REQUIRED TASK>
Output everything from the line containing "Reviewer note: confirm that each instance of the bus front" down to the end of the material as a JSON list of strings, one string per line, leaving out blank lines.
---- THE DATA
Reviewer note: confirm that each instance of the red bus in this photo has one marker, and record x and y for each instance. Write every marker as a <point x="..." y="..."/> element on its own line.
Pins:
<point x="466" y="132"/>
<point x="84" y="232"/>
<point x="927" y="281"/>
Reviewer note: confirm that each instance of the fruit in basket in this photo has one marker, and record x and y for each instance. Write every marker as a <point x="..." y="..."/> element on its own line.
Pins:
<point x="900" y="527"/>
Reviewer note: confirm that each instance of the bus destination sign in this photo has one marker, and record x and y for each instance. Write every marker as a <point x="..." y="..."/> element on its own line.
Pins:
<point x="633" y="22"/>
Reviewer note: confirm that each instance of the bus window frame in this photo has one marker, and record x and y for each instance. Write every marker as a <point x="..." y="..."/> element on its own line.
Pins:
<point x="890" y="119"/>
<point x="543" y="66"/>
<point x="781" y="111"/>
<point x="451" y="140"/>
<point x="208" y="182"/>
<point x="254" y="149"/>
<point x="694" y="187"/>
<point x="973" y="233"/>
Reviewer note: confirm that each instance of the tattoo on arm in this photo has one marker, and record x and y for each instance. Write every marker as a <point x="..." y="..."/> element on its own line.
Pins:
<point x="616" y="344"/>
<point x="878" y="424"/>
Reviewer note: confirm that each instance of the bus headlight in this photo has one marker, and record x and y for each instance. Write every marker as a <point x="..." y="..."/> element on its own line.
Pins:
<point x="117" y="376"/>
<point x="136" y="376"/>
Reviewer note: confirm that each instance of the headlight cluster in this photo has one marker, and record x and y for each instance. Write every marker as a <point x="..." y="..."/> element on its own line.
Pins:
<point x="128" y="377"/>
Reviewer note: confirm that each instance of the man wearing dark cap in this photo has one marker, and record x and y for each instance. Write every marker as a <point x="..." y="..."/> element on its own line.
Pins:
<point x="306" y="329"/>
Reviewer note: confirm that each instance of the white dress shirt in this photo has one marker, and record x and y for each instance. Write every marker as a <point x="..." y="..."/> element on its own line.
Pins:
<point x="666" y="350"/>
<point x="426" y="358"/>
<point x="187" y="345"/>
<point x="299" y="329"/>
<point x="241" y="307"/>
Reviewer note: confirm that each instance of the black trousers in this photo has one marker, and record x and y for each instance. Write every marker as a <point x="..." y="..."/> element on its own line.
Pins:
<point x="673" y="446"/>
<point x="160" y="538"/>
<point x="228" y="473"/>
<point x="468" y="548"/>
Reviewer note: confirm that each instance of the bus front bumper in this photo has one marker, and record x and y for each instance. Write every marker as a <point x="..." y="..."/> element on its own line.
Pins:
--------
ANSWER IN FULL>
[
  "Reviewer note: confirm that each instance of the bus front bumper in this photo has one marker, and record x and y for each instance. Write every marker as a <point x=\"...\" y=\"...\"/> element on its own line.",
  "Pins:"
]